* [Records for the task]
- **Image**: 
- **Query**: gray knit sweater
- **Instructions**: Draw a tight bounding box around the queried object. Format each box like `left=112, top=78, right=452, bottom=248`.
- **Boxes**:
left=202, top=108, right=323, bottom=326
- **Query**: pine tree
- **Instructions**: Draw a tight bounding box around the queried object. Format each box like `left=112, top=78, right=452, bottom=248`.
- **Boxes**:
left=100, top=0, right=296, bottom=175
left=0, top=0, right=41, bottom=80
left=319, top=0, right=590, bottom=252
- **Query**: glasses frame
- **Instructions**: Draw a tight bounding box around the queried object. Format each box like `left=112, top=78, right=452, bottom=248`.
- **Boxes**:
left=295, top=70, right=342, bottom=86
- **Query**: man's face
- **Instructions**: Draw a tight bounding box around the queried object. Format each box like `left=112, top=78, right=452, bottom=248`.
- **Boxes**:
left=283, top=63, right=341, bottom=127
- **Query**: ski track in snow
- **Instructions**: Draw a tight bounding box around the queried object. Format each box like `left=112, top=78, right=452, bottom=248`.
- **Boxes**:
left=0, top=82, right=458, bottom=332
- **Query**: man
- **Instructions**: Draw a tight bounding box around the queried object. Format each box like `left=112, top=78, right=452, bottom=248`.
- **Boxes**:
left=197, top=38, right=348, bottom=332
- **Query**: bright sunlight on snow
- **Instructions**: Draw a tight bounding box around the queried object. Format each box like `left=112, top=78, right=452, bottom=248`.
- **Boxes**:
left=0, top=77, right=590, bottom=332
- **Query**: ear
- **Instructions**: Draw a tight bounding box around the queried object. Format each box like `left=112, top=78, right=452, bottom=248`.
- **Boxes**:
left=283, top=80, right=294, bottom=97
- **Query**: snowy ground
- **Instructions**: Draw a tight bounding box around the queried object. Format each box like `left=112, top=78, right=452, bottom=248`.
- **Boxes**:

* [Requirements] In the records above, rename every "Query" to "Target" and reproduce all the lines with nothing else altered.

* [Right answer]
- **Image**: 
- **Target**: gray knit sweater
- **Instructions**: Draw a tight bounding box around the queried object. Format each box like `left=112, top=78, right=452, bottom=248`.
- **Boxes**:
left=202, top=108, right=323, bottom=326
- **Target**: pine tree
- **Instructions**: Draw a tight bounding box around the queried object. Format each box like `left=112, top=78, right=452, bottom=248`.
- **Boxes**:
left=100, top=0, right=296, bottom=175
left=0, top=0, right=41, bottom=80
left=319, top=0, right=590, bottom=252
- **Target**: glasses frame
- **Instructions**: Draw a tight bounding box around the queried object. Format each box like `left=112, top=78, right=452, bottom=248`.
- **Boxes**:
left=295, top=70, right=342, bottom=86
- **Target**: man's face
- **Instructions**: Draw a tight bounding box around the queried object. Format each box like `left=112, top=78, right=452, bottom=248`.
- **Boxes**:
left=283, top=63, right=341, bottom=127
- **Target**: ski track in snow
- **Instructions**: Draw a tight bounding box around the queried object. Format each box like `left=112, top=78, right=452, bottom=248`.
- **Boxes**:
left=0, top=82, right=458, bottom=332
- **Target**: man
- **Instructions**: Draw a tight bounding box around the queried object. Format each box like `left=112, top=78, right=452, bottom=248`.
- **Boxes**:
left=197, top=38, right=348, bottom=332
- **Target**: bright sunlight on snow
- **Instructions**: Draw a tight bounding box around the queried object. Format each box like `left=112, top=78, right=452, bottom=248`.
- **Boxes**:
left=0, top=77, right=590, bottom=332
- **Target**: ear
- **Instructions**: Draw a tight bounding box around the queried object. Format each box like `left=112, top=78, right=452, bottom=248`.
- **Boxes**:
left=283, top=80, right=294, bottom=97
- **Target**: snowy ground
- **Instructions**: Draw a tight bounding box around the queried object. Format each box like `left=112, top=78, right=452, bottom=248`.
- **Boxes**:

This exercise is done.